Start of RECORDS
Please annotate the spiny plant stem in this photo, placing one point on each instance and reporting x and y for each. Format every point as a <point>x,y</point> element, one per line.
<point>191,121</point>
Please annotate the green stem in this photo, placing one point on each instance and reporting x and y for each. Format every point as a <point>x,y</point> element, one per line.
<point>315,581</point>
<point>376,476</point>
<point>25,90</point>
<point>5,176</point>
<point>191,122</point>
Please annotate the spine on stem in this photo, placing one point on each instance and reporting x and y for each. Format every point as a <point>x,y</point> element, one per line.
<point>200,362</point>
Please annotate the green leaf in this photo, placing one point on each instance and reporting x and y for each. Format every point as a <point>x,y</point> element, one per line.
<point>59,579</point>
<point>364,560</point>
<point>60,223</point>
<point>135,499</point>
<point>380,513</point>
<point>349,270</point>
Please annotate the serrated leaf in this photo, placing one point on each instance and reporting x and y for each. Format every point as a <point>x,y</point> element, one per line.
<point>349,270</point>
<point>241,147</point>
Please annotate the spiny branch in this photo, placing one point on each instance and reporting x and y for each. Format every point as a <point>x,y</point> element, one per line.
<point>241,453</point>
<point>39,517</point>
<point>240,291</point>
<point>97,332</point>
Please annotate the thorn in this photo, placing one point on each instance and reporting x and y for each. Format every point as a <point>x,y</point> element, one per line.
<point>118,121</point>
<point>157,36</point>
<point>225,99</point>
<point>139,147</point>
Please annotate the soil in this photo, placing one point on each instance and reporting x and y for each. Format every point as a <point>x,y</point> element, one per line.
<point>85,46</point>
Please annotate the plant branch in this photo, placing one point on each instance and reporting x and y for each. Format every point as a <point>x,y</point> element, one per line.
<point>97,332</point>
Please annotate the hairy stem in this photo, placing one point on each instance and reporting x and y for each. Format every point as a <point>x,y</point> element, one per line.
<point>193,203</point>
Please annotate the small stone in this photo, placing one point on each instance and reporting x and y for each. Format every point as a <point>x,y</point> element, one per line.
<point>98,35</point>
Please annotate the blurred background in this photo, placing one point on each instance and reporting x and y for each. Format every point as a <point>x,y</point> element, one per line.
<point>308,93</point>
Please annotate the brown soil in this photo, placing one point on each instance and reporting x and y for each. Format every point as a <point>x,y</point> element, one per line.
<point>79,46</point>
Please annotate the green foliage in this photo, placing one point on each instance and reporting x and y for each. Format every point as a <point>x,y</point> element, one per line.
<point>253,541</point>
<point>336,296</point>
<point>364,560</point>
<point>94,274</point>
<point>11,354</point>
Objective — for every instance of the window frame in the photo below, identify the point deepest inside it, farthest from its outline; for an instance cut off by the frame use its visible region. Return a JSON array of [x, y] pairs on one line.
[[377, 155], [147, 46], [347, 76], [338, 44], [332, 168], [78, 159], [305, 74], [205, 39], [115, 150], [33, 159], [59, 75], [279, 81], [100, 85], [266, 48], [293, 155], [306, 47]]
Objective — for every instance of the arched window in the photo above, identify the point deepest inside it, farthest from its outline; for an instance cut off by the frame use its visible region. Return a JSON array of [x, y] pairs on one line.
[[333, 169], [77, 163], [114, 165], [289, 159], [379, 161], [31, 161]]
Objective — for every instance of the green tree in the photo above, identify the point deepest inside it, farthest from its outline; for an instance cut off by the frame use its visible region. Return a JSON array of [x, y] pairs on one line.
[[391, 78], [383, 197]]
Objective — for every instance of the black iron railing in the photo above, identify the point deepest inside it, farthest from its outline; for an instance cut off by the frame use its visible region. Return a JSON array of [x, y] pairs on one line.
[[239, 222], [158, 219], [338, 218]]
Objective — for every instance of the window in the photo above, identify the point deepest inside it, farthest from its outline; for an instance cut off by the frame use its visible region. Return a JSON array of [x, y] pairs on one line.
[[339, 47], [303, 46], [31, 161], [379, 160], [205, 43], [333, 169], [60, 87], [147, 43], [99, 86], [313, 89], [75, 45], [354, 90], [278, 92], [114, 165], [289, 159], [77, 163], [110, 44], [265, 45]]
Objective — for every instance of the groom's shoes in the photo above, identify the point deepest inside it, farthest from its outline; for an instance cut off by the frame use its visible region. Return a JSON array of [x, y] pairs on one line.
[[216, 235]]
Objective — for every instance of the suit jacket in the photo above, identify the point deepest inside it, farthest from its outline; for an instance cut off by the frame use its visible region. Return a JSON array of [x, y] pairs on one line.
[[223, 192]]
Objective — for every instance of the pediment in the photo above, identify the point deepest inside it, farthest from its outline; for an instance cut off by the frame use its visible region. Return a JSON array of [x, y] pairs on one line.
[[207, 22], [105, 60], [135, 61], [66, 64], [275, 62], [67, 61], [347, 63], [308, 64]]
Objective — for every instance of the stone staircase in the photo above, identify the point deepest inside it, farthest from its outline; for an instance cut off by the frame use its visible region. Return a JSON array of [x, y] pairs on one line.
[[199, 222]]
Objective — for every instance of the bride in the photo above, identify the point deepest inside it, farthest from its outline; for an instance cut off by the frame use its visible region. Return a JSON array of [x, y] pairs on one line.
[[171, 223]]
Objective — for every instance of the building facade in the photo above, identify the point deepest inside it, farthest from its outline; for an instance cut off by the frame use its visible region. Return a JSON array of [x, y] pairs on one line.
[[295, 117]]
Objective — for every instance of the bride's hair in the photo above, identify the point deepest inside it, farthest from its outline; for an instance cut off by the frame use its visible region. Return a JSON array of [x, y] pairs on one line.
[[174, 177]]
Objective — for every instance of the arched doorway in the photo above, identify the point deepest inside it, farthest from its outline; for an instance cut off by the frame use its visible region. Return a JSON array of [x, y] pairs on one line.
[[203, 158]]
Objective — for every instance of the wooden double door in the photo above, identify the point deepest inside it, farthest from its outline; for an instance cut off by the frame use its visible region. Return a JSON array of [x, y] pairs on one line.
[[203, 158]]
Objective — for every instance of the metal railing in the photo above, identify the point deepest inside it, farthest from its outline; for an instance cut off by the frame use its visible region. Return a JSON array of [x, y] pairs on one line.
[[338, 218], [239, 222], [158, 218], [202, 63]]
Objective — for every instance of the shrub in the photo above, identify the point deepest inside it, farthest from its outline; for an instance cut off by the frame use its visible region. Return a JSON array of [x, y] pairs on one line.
End of RECORDS
- [WHAT THE TASK REQUIRES]: Return the data in full, with each line kept exactly as it is.

- [PROBLEM SOLUTION]:
Please annotate the spiny plant stem in this photo, placing one point on each instance and reporting x and y for each. Format every point as a <point>x,y</point> element, one per line.
<point>191,121</point>
Please annotate the green stem in this photo, placing one point on each instance and reporting x and y for each. Format every point as a <point>x,y</point> element, one per line.
<point>315,581</point>
<point>376,476</point>
<point>25,90</point>
<point>5,176</point>
<point>191,122</point>
Please annotate the spine on stem in this photo, placing one point on each instance and reporting x and y for each. Format every point as a <point>x,y</point> element, one per line.
<point>200,362</point>
Please annotate the green leaf in this photo, placing one point on each instance and reporting x and y for each. Format every point as a <point>x,y</point> element, one per line.
<point>59,579</point>
<point>364,560</point>
<point>60,223</point>
<point>135,499</point>
<point>380,513</point>
<point>349,270</point>
Please annotate the serrated leaf in this photo, placing one point on each instance and reporting x and y for each. Format every point as a <point>x,y</point> element, one per line.
<point>349,270</point>
<point>241,147</point>
Please annotate the spiny branch in this photo, placing one point on each instance and reporting x and y for each. Format every point as a <point>x,y</point> element, one per line.
<point>241,453</point>
<point>39,517</point>
<point>240,291</point>
<point>97,332</point>
Please annotate the thorn in this photo, placing one point on each instance and reporting x and y for each. Format every point as a <point>x,y</point> element, one per line.
<point>118,121</point>
<point>157,36</point>
<point>225,99</point>
<point>139,147</point>
Please annotate the soil in this photo, placing one point on each instance and reporting x and y for each. Format every point as a <point>x,y</point> element, one per line.
<point>85,46</point>
Please annotate the plant branch in this photo, placing one point on each instance and reporting x and y for each. Format every point as a <point>x,y</point> element, one per line.
<point>97,332</point>
Please annotate the hairy stem in this photo, placing one point on each instance and reporting x and y for each. Format every point as a <point>x,y</point> element, one per line.
<point>193,203</point>
Please annotate the small stone in this photo, placing one point on each instance and reporting x and y for each. Format every point as a <point>x,y</point> element, one per line.
<point>98,35</point>
Please annotate the blurred background in this photo, placing one point on each instance and reporting x and y for each. Format every point as a <point>x,y</point> element, one per line.
<point>308,93</point>
Please annotate the brown soil in this photo, placing one point on each instance and reporting x and y for each. Format every point as a <point>x,y</point> element, one per line.
<point>79,46</point>
Please annotate the green foliage in this photo, placing one point on each instance and reporting x and y for each. Format every point as a <point>x,y</point> element, one per line.
<point>253,541</point>
<point>336,296</point>
<point>364,560</point>
<point>94,274</point>
<point>11,354</point>
Objective — for every instance of the window frame in the photo below, identify the point deepest inside it, farthest from its outline; for an instance cut off by the frame use its visible region. Return a JSON array of [x, y] pairs on one line.
[[377, 155], [147, 46], [347, 76], [338, 44], [332, 168], [78, 159], [305, 74], [205, 39], [115, 150], [33, 159], [59, 75], [279, 81], [100, 85], [266, 48], [293, 155], [306, 47]]
Objective — for every instance of the arched window in the photo above, identify the point deepest inside it, farthest from its outline; for an instance cut off by the frame use its visible region. Return a JSON array of [x, y] pairs on one line.
[[333, 169], [77, 163], [114, 165], [289, 159], [379, 161], [31, 161]]
Objective — for every instance of the green tree in the photo above, identify the point deepest inside it, farthest from its outline; for an instance cut off by the frame use its visible region. Return a JSON array of [x, y] pairs on one line.
[[391, 78], [383, 197]]
Objective — for every instance of the black iron railing in the photo above, identify the point deepest inside it, farthest from its outline; for an instance cut off by the frame use its visible region. Return a JSON array of [x, y] pairs on one line.
[[239, 222], [158, 219], [338, 218]]
Objective — for every instance of the window in the photo above, identify the point deepest inside it, farthest from its outline; for an instance cut off by the frame use its visible region. Return a JSON array of [x, y] pairs on one line.
[[339, 47], [303, 46], [31, 161], [379, 160], [205, 43], [333, 169], [60, 87], [147, 43], [99, 86], [313, 89], [75, 45], [354, 90], [278, 92], [114, 165], [289, 159], [77, 163], [110, 44], [265, 45]]
Objective — for every instance of the groom's shoes in the photo above, identify the point deepest inside it, farthest from its outline; for an instance cut off by the frame use its visible region. Return a JSON array of [x, y] pairs on one line.
[[216, 235]]
Objective — for every instance of the suit jacket in the photo above, identify the point deepest inside it, farthest from its outline; for an instance cut off by the frame use its visible region. Return a JSON array of [x, y] pairs on one line.
[[223, 192]]
Objective — for every instance of the pediment in the photo above, identify the point deepest inside it, farthest from its outline; for an instance cut off by the frame use its visible region. Return a JSON array of [x, y] pairs on one line.
[[207, 22], [105, 60], [135, 61], [66, 64], [275, 62], [67, 61], [347, 63], [308, 64]]
Objective — for every instance of the stone staircase in the photo above, identify the point deepest inside it, farthest from its outline; for an instance cut off by the frame use its visible region. Return a JSON array of [x, y] pairs on one line.
[[199, 222]]
Objective — for every instance of the bride in the photo above, identify the point deepest inside it, farthest from its outline; for an instance cut off by the frame use its visible region. Return a JSON array of [x, y] pairs on one line.
[[171, 223]]
Objective — for every instance of the building facade in the photo above, identify the point deepest inside it, farthest from its outline; for an instance cut off by the frame use its visible region. Return a JSON array of [x, y] pairs on one line.
[[295, 117]]
Objective — for every instance of the bride's hair in the photo above, identify the point deepest inside it, farthest from its outline; for an instance cut off by the frame use its visible region. Return a JSON array of [x, y] pairs on one line.
[[174, 177]]
Objective — for every instance of the arched doorway in the photo above, identify the point deepest inside it, farthest from its outline; for an instance cut off by the frame use its visible region. Return a JSON array of [x, y] pairs on one line.
[[203, 158]]
Objective — for every instance of the wooden double door in the photo above, identify the point deepest inside it, farthest from its outline; for an instance cut off by the frame use its visible region. Return a JSON array of [x, y] pairs on one line.
[[203, 158]]
Objective — for every instance of the metal railing in the photo above, identify the point deepest inside it, farthest from its outline; for an instance cut off by the frame use its visible region. Return a JSON array of [x, y] pairs on one line.
[[338, 218], [239, 222], [158, 218], [202, 63]]
Objective — for every instance of the shrub in the photo above, identify the point deepest inside it, farthest from its outline; for an instance cut off by the frame use its visible region. Return a JSON array of [x, y] pairs on one line.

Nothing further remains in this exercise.